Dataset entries
++++++

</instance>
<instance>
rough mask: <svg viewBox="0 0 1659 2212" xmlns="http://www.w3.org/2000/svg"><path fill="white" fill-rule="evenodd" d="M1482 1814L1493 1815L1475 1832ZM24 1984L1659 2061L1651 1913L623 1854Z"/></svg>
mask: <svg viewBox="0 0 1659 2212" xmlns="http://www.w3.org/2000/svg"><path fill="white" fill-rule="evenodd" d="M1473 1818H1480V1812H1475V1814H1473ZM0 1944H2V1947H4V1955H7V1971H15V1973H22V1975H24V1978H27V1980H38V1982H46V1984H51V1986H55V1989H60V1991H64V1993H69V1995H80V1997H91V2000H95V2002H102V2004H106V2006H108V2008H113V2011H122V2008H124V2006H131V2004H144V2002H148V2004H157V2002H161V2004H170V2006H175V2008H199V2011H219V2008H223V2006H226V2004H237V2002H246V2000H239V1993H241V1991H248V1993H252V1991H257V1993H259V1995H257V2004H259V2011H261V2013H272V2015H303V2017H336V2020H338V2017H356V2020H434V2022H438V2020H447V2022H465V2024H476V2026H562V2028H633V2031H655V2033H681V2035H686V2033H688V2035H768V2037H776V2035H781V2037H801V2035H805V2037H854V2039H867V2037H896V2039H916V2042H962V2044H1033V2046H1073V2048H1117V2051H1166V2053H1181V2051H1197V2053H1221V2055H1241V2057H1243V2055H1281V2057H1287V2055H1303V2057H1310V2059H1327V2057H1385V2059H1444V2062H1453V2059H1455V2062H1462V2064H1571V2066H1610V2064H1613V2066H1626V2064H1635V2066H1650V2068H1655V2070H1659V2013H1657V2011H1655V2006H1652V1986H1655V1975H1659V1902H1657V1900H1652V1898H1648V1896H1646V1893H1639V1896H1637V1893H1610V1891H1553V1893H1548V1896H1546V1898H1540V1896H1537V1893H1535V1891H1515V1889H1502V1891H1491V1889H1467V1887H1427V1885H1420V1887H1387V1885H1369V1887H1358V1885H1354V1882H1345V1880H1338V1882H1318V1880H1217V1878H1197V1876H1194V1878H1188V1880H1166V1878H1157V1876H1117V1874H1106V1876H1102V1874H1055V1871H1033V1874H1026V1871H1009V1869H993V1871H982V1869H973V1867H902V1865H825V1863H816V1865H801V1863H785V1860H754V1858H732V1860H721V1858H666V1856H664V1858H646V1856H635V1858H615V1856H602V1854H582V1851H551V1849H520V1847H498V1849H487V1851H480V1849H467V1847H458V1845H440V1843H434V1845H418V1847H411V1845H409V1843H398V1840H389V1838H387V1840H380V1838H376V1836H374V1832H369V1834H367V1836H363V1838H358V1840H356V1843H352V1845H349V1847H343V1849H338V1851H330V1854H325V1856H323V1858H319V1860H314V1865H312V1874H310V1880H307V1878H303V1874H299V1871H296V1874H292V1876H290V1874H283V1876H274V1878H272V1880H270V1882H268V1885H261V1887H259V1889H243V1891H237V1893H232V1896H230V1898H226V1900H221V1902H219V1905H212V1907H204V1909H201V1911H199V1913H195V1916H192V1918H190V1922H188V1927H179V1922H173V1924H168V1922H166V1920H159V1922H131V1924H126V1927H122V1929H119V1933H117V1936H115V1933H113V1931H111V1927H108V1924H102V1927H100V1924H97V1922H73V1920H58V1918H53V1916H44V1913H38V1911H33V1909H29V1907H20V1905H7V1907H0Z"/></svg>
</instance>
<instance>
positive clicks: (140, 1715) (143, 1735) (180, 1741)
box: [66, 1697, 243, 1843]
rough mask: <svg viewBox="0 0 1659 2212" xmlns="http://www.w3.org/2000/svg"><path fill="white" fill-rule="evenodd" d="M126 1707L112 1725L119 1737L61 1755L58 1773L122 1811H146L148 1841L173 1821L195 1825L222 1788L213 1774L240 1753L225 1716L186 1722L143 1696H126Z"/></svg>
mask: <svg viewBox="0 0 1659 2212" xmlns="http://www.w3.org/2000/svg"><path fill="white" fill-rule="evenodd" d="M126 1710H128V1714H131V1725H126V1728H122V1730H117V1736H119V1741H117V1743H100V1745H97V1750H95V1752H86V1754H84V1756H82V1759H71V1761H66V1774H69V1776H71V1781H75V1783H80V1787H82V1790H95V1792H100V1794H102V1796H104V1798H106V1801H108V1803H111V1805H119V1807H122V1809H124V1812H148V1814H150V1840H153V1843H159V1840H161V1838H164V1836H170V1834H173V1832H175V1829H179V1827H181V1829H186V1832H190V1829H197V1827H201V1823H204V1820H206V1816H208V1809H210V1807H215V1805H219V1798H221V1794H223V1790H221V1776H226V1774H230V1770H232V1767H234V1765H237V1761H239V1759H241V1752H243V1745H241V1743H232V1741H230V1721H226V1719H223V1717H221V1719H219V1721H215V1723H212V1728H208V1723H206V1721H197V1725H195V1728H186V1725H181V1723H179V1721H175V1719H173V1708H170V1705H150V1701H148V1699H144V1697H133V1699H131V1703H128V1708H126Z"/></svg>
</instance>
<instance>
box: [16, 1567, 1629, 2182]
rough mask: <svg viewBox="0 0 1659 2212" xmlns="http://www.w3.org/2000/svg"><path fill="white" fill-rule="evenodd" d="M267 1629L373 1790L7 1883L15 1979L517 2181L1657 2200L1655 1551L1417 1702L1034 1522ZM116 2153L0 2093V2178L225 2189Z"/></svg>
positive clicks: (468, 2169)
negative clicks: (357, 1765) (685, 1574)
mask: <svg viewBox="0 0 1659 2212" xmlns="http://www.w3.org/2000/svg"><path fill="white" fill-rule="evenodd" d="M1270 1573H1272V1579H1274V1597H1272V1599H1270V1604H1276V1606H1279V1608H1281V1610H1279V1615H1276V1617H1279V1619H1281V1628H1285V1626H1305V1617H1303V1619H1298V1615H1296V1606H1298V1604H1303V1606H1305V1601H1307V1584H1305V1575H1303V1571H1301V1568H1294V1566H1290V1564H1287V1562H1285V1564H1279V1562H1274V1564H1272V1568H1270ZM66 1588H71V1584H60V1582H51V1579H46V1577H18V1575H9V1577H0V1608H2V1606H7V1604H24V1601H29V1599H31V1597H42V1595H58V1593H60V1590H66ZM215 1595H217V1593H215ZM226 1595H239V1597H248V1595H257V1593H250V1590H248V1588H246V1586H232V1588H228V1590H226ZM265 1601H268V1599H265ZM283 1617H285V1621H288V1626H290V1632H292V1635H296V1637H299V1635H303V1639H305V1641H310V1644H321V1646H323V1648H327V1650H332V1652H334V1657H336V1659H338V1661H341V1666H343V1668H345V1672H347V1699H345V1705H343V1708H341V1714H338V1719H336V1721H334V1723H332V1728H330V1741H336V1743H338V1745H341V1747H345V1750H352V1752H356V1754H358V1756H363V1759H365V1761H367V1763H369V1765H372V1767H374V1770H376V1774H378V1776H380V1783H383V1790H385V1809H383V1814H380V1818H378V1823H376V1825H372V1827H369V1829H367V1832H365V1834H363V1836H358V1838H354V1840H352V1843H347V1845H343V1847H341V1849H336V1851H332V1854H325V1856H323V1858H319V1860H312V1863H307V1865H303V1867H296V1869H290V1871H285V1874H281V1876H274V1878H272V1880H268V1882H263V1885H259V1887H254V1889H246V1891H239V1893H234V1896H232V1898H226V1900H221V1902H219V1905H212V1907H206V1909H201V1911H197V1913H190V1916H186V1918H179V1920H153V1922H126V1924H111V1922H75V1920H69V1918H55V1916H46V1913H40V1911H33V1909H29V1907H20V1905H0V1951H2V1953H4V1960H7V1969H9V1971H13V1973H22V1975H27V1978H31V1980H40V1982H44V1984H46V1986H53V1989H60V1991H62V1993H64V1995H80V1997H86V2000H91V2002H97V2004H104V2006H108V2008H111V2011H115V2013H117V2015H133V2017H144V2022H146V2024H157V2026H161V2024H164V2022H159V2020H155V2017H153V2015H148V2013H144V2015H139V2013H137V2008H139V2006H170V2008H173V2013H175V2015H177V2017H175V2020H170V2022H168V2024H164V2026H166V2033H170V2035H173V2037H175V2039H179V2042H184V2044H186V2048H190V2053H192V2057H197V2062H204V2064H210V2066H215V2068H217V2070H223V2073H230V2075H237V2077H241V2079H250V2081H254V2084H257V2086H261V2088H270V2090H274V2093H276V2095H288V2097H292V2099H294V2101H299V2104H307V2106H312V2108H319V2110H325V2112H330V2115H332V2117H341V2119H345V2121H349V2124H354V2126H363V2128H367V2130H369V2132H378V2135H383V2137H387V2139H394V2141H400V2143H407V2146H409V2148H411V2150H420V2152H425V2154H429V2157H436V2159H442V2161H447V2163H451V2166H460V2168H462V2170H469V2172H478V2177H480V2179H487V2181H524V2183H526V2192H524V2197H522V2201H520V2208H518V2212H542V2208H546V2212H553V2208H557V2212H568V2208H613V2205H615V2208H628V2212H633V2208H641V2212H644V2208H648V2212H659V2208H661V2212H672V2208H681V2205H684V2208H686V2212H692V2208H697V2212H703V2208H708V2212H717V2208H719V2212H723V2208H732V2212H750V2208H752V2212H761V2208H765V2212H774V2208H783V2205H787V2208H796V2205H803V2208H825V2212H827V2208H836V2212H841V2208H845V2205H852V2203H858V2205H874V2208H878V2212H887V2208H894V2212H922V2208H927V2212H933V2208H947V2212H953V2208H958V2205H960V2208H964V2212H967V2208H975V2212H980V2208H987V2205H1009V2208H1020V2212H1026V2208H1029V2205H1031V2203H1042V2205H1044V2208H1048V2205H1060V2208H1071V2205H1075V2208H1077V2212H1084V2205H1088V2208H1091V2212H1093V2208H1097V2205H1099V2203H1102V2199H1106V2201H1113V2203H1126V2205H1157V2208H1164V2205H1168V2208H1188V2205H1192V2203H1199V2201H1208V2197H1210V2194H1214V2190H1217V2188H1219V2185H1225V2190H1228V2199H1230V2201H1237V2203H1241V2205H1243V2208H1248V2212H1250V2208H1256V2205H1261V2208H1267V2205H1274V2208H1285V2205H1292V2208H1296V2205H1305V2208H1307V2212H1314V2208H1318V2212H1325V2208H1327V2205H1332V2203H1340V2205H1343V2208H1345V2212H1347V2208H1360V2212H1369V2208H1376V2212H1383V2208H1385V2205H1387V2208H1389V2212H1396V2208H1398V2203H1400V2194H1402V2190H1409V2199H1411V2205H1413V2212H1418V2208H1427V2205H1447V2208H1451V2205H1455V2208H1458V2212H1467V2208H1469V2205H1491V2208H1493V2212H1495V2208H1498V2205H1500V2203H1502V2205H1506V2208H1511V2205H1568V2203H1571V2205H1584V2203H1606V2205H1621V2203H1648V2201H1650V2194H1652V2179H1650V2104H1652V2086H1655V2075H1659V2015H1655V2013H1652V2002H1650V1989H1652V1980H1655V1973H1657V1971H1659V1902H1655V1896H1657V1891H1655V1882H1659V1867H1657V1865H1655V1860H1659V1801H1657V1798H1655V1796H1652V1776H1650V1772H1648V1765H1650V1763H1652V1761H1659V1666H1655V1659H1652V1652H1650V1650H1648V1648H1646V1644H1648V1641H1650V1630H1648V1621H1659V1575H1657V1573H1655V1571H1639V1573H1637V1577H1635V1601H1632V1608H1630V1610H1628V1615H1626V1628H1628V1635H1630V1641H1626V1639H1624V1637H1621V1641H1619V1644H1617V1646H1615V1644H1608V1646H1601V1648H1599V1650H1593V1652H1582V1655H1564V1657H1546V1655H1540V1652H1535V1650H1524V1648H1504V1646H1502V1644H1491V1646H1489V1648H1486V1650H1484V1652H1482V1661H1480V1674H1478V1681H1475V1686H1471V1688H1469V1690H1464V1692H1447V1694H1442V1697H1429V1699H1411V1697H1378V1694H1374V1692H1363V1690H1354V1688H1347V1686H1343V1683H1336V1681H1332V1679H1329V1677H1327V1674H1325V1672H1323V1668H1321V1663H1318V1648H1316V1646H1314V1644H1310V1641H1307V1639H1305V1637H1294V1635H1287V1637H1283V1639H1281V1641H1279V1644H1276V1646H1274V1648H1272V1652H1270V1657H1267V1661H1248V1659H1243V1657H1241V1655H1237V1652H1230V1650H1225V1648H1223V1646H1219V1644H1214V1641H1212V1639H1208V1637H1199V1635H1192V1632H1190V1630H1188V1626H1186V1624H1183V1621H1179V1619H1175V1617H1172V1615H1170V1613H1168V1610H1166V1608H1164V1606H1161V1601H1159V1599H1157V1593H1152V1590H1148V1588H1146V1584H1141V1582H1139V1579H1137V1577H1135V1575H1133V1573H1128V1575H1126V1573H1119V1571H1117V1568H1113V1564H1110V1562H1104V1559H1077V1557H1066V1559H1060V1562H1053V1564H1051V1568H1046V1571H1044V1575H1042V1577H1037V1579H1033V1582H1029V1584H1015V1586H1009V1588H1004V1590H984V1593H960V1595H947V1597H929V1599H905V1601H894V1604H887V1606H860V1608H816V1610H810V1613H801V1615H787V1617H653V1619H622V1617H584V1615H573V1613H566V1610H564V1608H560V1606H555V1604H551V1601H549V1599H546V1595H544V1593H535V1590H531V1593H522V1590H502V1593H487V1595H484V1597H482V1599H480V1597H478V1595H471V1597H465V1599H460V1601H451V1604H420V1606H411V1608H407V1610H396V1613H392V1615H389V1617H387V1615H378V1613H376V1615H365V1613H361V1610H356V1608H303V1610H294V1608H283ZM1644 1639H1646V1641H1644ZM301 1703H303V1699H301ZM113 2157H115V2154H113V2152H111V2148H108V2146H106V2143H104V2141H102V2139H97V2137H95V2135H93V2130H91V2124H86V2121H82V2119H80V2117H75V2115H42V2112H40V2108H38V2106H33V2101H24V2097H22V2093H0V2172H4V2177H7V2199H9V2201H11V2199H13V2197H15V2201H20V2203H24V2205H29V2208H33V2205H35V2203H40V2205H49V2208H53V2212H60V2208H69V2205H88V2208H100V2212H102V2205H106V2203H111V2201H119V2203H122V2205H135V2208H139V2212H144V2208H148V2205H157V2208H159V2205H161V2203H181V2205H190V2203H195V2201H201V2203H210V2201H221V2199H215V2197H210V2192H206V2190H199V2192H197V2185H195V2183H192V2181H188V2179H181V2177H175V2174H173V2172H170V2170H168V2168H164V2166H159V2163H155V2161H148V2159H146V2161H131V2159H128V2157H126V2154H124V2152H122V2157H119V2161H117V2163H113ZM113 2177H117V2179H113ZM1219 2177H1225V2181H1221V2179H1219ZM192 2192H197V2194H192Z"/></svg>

++++++

__REQUIREMENT__.
Rename "rough mask" to "coarse mask" in the lines from the start of the entries through the line containing "1814L1493 1815L1475 1832ZM24", leaving everything else the same. Return only those lines.

__ANSWER TO THIS TASK__.
</instance>
<instance>
coarse mask: <svg viewBox="0 0 1659 2212" xmlns="http://www.w3.org/2000/svg"><path fill="white" fill-rule="evenodd" d="M1482 1814L1493 1815L1475 1832ZM24 1984L1659 2061L1651 1913L623 1854Z"/></svg>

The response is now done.